◆ Required work: The answer must consist of every line below containing "floating".

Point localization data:
************

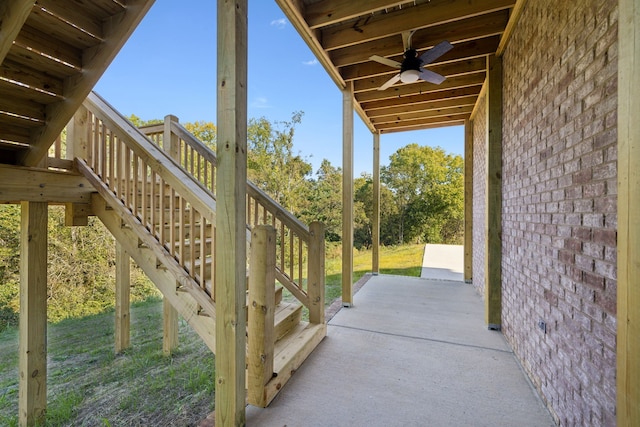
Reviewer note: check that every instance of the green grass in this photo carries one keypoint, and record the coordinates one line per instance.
(88, 385)
(405, 260)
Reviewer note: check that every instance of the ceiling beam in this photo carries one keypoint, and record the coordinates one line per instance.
(411, 89)
(116, 30)
(425, 15)
(13, 15)
(294, 14)
(423, 107)
(511, 25)
(461, 51)
(409, 117)
(451, 69)
(422, 98)
(323, 13)
(454, 32)
(427, 124)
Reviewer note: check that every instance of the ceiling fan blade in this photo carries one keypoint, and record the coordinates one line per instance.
(385, 61)
(390, 82)
(436, 52)
(431, 77)
(406, 39)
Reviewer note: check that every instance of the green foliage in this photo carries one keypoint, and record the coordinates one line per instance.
(429, 192)
(81, 269)
(204, 131)
(90, 386)
(272, 164)
(324, 201)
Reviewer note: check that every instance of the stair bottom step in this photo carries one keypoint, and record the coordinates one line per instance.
(289, 354)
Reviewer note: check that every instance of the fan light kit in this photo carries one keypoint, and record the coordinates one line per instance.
(411, 68)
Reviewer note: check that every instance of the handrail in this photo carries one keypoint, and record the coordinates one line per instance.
(293, 237)
(154, 188)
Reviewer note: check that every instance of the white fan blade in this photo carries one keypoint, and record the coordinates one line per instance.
(390, 82)
(385, 61)
(431, 77)
(436, 52)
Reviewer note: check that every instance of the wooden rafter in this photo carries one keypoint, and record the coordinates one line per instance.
(13, 14)
(116, 31)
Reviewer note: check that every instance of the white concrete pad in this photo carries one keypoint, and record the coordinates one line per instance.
(443, 262)
(410, 352)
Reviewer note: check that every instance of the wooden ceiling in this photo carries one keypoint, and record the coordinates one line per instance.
(344, 34)
(52, 53)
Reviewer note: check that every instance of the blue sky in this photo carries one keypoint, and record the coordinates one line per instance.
(168, 66)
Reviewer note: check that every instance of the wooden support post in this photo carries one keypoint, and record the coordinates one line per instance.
(170, 141)
(169, 327)
(468, 200)
(78, 131)
(493, 271)
(375, 238)
(261, 330)
(33, 314)
(230, 276)
(628, 343)
(347, 196)
(123, 292)
(315, 282)
(171, 145)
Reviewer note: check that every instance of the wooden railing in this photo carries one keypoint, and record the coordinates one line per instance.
(294, 266)
(179, 215)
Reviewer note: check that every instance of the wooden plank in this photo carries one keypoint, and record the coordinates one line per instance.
(412, 124)
(328, 12)
(375, 239)
(95, 61)
(291, 352)
(419, 88)
(347, 196)
(493, 249)
(425, 126)
(435, 12)
(449, 70)
(40, 185)
(123, 297)
(462, 51)
(292, 11)
(437, 113)
(13, 15)
(169, 327)
(315, 282)
(31, 77)
(423, 98)
(423, 107)
(511, 25)
(260, 328)
(628, 285)
(468, 200)
(455, 32)
(32, 401)
(230, 275)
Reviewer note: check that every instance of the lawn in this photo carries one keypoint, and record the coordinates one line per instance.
(89, 385)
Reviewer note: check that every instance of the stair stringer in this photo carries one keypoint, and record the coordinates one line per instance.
(164, 280)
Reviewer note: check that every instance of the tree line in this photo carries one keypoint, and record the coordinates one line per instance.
(421, 201)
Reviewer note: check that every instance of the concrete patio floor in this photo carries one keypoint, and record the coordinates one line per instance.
(410, 352)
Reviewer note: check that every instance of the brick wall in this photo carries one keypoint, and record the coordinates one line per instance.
(559, 204)
(479, 194)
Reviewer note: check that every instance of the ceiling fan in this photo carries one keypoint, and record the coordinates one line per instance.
(411, 67)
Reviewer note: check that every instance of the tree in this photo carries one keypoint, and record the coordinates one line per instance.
(325, 200)
(428, 189)
(272, 165)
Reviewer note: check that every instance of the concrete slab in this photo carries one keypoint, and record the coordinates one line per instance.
(411, 352)
(443, 262)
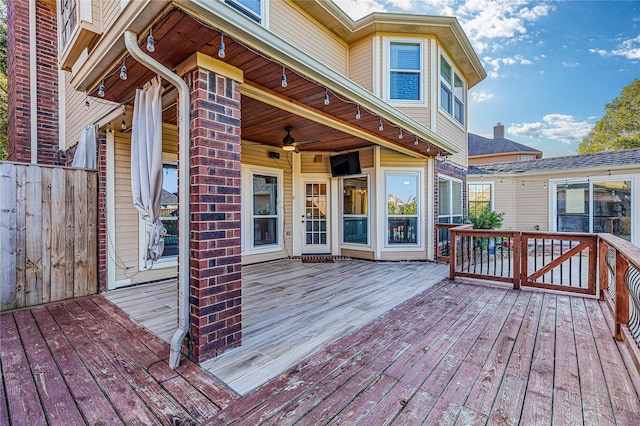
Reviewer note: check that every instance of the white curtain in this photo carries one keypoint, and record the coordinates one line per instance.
(146, 165)
(85, 156)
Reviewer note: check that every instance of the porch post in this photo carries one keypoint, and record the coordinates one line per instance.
(215, 251)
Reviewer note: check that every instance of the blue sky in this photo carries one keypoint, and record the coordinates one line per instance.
(552, 65)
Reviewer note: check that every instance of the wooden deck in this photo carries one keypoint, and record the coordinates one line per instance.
(83, 361)
(290, 310)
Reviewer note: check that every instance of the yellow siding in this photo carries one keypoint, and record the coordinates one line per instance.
(456, 137)
(258, 155)
(126, 218)
(361, 63)
(76, 115)
(304, 32)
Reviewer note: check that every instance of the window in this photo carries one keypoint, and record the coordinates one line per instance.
(405, 71)
(264, 214)
(449, 200)
(452, 92)
(402, 192)
(596, 206)
(169, 210)
(68, 20)
(479, 198)
(355, 210)
(252, 8)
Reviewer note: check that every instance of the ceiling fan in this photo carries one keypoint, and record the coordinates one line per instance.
(290, 144)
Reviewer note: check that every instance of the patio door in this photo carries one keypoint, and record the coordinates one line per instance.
(315, 218)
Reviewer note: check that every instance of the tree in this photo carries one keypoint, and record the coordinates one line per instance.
(619, 128)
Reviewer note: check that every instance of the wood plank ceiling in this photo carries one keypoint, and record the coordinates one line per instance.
(178, 36)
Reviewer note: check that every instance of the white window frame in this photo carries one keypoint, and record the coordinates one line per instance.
(163, 262)
(247, 241)
(261, 19)
(451, 88)
(422, 101)
(368, 215)
(481, 182)
(591, 180)
(451, 215)
(418, 173)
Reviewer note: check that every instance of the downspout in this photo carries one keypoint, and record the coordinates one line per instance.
(131, 41)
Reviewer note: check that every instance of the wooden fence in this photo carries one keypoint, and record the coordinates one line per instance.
(48, 234)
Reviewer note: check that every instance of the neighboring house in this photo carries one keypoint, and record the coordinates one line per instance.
(499, 149)
(579, 193)
(391, 87)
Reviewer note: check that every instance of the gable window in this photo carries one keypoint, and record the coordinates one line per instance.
(402, 195)
(355, 210)
(449, 200)
(451, 91)
(479, 195)
(405, 71)
(252, 8)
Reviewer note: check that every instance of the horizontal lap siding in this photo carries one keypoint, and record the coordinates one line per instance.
(258, 155)
(302, 31)
(127, 233)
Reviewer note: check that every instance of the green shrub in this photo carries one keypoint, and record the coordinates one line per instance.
(487, 220)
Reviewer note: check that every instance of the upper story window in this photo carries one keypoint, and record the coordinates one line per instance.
(452, 94)
(254, 9)
(405, 71)
(68, 20)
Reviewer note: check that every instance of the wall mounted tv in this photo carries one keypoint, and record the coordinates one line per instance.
(345, 164)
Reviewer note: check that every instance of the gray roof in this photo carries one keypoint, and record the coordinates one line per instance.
(479, 145)
(600, 159)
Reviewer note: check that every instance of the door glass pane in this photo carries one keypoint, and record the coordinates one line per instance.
(612, 208)
(572, 207)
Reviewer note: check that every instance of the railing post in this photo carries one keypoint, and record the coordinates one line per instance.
(622, 295)
(453, 254)
(603, 279)
(518, 251)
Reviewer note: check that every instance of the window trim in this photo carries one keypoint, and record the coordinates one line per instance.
(591, 180)
(462, 188)
(491, 196)
(368, 215)
(386, 84)
(419, 245)
(451, 88)
(247, 242)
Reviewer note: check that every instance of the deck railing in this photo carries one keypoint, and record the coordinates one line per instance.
(620, 284)
(556, 261)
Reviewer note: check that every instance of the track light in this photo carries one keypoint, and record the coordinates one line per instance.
(151, 47)
(221, 53)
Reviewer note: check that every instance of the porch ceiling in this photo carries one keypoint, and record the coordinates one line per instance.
(178, 36)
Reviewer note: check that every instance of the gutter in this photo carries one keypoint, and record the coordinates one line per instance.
(131, 41)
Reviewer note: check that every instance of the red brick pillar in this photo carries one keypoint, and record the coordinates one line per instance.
(19, 84)
(215, 251)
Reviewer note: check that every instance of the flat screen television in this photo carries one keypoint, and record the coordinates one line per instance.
(345, 164)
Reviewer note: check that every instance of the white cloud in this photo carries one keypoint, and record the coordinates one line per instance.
(629, 49)
(558, 127)
(479, 97)
(357, 9)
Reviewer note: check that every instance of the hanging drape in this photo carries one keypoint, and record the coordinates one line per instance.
(85, 156)
(146, 165)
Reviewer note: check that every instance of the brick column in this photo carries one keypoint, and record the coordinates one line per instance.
(19, 84)
(215, 251)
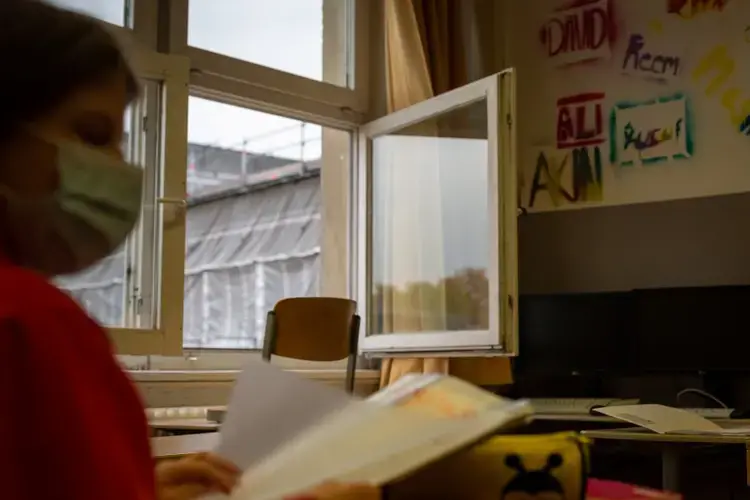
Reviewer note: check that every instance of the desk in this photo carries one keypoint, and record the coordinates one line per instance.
(575, 417)
(184, 425)
(178, 446)
(670, 447)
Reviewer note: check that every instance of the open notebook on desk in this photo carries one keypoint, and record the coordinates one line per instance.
(290, 434)
(668, 420)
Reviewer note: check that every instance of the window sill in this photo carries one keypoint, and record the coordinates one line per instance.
(362, 376)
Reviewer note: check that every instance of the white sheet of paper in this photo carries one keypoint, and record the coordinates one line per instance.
(665, 419)
(368, 443)
(268, 407)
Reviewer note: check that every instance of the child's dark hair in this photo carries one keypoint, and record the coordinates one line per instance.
(46, 54)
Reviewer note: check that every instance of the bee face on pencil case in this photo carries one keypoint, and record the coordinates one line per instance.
(506, 467)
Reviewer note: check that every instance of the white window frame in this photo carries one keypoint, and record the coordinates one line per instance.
(228, 76)
(498, 91)
(173, 73)
(239, 83)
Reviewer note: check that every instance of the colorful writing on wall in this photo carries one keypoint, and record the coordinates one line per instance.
(580, 120)
(652, 65)
(650, 131)
(569, 176)
(720, 66)
(688, 9)
(580, 32)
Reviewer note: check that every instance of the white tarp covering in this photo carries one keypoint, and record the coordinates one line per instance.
(243, 254)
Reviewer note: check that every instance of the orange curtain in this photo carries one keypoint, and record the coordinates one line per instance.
(425, 56)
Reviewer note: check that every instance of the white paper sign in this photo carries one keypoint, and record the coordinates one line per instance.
(650, 132)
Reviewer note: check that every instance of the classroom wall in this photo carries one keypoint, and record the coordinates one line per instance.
(661, 214)
(697, 242)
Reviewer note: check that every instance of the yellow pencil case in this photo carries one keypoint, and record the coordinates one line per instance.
(505, 467)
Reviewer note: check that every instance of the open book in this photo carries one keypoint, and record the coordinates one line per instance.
(290, 434)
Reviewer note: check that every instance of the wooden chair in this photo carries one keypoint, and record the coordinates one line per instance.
(314, 329)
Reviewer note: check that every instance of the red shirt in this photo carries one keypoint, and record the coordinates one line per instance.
(71, 423)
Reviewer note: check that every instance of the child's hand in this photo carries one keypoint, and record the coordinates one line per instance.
(337, 491)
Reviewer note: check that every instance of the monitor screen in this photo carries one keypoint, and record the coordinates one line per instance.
(691, 329)
(566, 334)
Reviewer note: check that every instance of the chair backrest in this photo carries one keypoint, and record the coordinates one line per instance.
(314, 328)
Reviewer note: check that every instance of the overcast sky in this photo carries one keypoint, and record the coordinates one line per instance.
(282, 34)
(288, 35)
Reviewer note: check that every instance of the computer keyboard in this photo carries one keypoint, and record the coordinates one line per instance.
(575, 406)
(712, 412)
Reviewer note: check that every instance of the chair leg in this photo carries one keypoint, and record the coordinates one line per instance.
(269, 338)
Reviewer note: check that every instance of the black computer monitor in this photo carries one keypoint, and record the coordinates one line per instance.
(701, 329)
(567, 334)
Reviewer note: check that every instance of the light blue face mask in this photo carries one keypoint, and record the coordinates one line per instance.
(96, 206)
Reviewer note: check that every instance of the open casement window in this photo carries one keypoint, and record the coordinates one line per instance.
(137, 291)
(435, 231)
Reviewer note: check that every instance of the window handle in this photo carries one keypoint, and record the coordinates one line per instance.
(174, 210)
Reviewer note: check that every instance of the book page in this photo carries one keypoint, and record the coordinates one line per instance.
(268, 407)
(383, 438)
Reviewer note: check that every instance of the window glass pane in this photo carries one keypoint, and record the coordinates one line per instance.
(287, 35)
(111, 11)
(430, 245)
(253, 220)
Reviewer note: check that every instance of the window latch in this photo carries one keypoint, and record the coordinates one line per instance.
(174, 209)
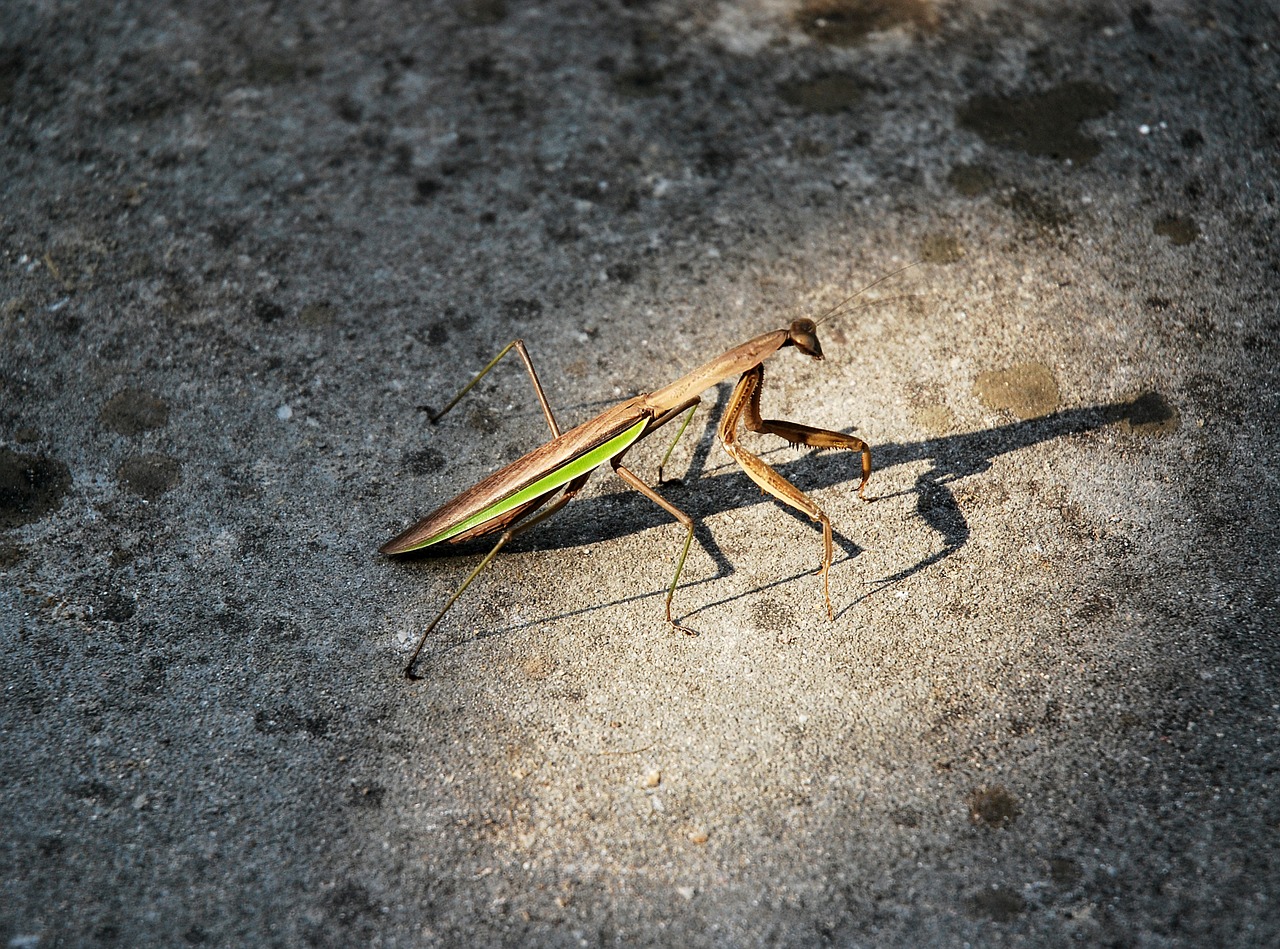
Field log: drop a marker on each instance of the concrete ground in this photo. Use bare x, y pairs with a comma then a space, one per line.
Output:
242, 251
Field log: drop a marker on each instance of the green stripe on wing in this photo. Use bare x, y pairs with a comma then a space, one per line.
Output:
545, 484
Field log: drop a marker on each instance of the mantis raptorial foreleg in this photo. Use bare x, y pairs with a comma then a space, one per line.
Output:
519, 346
744, 405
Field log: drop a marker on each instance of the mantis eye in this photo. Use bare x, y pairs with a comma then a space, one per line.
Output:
804, 336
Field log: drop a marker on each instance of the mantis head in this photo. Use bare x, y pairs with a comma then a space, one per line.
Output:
804, 336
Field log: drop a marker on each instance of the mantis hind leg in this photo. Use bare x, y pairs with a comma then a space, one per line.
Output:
570, 491
745, 406
519, 346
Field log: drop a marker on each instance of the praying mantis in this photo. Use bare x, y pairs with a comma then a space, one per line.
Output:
508, 500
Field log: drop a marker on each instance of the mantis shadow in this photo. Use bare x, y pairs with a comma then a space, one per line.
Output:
700, 494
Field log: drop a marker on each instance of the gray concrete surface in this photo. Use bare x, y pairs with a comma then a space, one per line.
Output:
242, 250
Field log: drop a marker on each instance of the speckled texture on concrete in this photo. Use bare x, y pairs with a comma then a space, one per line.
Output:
242, 251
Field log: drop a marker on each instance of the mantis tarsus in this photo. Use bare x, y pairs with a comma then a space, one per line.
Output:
502, 501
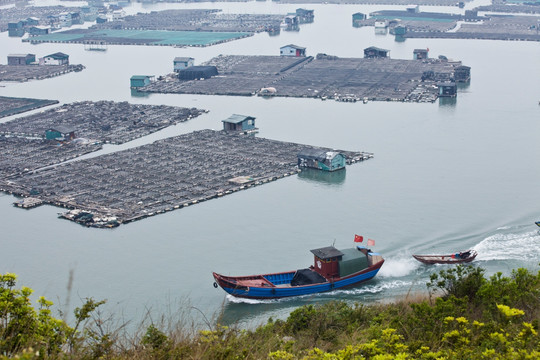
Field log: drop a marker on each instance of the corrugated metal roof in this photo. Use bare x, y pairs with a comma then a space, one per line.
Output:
140, 77
294, 47
327, 252
58, 55
236, 119
182, 59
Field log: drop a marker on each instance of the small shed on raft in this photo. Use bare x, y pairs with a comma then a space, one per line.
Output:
240, 123
197, 72
321, 159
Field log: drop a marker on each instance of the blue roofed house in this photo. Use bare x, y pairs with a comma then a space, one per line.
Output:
182, 63
321, 159
39, 30
241, 123
140, 80
16, 28
292, 50
21, 59
55, 59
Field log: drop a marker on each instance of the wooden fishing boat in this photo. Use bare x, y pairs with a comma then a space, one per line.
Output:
332, 269
455, 258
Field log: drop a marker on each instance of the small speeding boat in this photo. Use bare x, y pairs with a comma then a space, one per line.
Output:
456, 258
332, 269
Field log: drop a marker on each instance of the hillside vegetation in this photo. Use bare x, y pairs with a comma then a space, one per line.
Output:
467, 316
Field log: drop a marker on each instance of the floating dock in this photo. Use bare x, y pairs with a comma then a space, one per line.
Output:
163, 176
21, 73
323, 77
11, 106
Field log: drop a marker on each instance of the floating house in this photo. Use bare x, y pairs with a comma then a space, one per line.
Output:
16, 28
381, 24
462, 73
305, 16
140, 80
39, 30
420, 54
447, 89
182, 63
321, 159
358, 18
21, 59
31, 21
290, 22
55, 59
398, 30
292, 50
240, 123
375, 52
197, 72
60, 133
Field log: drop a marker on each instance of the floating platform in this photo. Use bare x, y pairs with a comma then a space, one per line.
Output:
168, 174
323, 77
22, 73
27, 203
11, 106
138, 37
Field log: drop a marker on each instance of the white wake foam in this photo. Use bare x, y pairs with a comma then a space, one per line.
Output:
510, 246
398, 267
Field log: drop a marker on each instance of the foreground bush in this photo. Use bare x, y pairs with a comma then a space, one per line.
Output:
466, 317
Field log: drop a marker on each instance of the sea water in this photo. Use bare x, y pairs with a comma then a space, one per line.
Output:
446, 176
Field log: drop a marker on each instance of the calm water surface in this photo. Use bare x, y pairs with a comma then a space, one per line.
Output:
446, 176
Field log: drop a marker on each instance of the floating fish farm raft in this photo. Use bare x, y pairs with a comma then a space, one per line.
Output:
196, 20
509, 27
138, 37
168, 174
22, 73
324, 77
21, 155
101, 121
25, 147
11, 106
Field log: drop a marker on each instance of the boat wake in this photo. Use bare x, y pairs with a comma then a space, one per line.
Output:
236, 300
508, 244
375, 288
398, 267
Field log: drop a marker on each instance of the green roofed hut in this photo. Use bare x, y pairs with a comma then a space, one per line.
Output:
321, 159
375, 52
140, 80
197, 72
242, 123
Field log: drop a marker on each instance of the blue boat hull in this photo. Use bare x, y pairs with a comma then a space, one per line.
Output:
273, 290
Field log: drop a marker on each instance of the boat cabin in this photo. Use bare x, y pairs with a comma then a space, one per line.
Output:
333, 263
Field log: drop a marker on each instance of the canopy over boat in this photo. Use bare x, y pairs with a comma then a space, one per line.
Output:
332, 269
455, 258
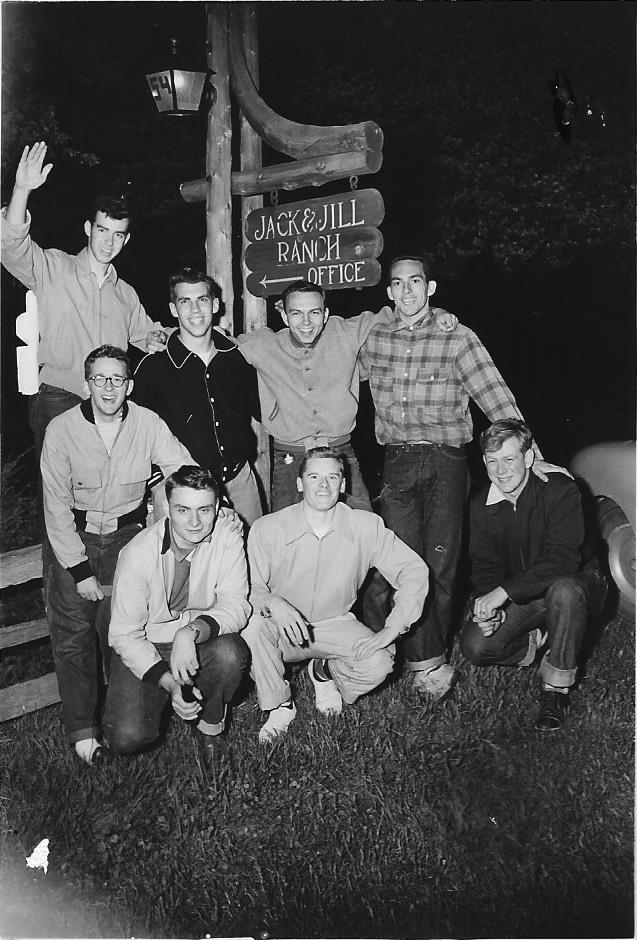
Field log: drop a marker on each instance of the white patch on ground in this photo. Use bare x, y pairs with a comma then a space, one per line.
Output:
39, 858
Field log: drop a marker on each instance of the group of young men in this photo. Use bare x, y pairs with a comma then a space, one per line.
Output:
179, 610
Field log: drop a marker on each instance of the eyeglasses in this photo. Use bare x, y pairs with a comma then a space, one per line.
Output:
116, 380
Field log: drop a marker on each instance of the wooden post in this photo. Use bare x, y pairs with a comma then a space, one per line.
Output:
218, 163
254, 308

************

◆ The answer:
Field log: drop a marker on each instance of the floating dock in this photo. Use bare x, y pairs with a comma then a space, one per line.
Field log: drop a marker on each instance of the floating house in this photo. Use bare x, y pairs with a comma then a space, one per line.
Field log: drop a marker on each instance of the floating platform in this photo. Use bare x, y pairs with a comma then a space, one per line.
Field log: drop a marker on each instance of the floating fish farm raft in this photo. Use bare x, y pairs with a comma then a space, one per line.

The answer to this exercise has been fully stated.